++++ PROVIDED DATA ++++
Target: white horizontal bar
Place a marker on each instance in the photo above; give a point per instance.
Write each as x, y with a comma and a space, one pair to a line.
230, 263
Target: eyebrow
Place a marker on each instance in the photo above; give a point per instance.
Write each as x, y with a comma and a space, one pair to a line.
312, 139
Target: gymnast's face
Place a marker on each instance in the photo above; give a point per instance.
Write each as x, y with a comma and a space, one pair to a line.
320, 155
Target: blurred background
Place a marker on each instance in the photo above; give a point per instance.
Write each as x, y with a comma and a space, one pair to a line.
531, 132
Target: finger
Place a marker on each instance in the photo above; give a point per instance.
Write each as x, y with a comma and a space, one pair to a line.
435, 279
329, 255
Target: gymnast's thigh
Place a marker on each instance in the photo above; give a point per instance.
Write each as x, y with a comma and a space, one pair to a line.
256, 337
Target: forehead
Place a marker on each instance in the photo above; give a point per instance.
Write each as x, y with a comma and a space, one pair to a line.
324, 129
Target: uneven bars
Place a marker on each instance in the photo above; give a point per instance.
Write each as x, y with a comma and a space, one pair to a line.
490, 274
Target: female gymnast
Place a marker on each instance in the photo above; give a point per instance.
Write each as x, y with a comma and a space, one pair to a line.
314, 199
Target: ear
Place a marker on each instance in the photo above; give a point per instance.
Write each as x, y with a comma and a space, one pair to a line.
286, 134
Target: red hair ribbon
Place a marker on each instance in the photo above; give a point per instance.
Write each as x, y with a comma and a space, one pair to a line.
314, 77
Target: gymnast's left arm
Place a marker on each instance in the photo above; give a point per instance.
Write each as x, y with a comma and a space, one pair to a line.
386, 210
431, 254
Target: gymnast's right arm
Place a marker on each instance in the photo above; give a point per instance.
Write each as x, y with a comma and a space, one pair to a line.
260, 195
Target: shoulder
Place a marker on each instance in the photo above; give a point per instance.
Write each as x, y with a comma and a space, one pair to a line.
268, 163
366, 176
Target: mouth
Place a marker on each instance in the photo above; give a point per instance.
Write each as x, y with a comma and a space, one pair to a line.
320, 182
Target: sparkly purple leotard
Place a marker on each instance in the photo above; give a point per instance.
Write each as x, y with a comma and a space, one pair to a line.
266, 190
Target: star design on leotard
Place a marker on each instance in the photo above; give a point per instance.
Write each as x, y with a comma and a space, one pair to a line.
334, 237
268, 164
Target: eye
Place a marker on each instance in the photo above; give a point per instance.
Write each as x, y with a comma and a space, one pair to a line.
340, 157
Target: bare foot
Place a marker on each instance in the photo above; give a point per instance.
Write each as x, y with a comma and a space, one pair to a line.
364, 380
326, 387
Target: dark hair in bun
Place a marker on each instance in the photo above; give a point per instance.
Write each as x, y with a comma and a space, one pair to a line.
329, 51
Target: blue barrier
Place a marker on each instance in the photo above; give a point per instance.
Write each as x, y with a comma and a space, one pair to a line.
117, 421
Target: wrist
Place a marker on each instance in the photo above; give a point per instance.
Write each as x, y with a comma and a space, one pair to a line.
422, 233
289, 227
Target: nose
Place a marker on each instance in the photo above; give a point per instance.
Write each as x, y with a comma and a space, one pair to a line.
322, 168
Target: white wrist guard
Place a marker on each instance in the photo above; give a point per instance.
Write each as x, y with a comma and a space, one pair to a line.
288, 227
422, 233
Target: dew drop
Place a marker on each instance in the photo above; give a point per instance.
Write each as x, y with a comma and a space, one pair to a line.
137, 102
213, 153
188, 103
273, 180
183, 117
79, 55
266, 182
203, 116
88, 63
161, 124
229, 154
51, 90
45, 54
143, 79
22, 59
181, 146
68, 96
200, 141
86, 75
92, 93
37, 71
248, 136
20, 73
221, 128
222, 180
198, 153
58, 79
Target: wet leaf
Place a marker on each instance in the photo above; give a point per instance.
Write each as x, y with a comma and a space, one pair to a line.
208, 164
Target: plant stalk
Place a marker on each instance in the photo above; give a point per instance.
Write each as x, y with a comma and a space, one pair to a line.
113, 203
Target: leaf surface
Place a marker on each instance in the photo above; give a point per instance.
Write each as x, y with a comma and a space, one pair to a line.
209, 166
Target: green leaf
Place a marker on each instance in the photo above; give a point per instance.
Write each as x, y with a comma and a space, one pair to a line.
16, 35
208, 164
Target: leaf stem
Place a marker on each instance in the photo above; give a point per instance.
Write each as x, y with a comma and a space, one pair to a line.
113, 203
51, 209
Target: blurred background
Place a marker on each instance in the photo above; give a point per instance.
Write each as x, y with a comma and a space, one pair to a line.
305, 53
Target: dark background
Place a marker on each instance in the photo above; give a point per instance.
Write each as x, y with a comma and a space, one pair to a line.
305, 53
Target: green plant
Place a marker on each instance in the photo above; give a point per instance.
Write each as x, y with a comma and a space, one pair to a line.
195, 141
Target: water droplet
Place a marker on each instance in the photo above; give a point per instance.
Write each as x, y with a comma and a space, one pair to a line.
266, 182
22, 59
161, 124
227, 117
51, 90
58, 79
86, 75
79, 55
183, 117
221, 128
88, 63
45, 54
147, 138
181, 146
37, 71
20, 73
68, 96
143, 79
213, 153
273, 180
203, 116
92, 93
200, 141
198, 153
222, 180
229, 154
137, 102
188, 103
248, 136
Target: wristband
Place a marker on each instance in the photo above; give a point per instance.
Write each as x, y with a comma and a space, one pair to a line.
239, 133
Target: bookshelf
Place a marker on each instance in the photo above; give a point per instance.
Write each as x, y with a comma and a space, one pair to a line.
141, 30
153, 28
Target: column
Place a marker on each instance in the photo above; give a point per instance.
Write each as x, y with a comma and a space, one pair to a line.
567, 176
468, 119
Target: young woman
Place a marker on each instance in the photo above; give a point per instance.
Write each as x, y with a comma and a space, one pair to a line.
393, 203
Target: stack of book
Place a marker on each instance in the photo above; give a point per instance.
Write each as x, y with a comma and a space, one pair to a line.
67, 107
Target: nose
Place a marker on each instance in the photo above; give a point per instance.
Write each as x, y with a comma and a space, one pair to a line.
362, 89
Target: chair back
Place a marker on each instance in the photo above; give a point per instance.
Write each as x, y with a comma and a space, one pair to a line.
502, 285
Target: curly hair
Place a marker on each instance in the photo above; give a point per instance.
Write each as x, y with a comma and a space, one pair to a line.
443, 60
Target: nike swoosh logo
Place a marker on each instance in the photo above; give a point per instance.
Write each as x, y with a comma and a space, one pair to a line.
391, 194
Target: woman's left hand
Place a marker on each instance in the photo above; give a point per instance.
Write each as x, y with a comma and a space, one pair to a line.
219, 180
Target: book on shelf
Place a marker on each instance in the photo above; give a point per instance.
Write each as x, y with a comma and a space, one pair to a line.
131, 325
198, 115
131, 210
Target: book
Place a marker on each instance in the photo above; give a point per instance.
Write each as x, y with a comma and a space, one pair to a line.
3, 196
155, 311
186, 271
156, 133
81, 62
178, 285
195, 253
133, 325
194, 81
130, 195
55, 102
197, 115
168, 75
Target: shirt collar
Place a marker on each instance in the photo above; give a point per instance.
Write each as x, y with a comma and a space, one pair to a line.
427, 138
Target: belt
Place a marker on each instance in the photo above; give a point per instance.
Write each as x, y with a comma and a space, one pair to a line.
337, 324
++++
**PROMPT:** Exactly and exclusively, repeat the lines from the line that contains "Target: shirt collar" through the end of the records, both ends included.

**FULL OUTPUT:**
Target: shirt collar
Place a marker on each instance in the photo above; give a point per instance.
Write each as x, y with a comma and a space, one pair to a line.
427, 138
Target: belt
Place a marker on each instance in the photo above; give a point per instance.
Write each as x, y with a comma and a space, one pair to a line.
337, 324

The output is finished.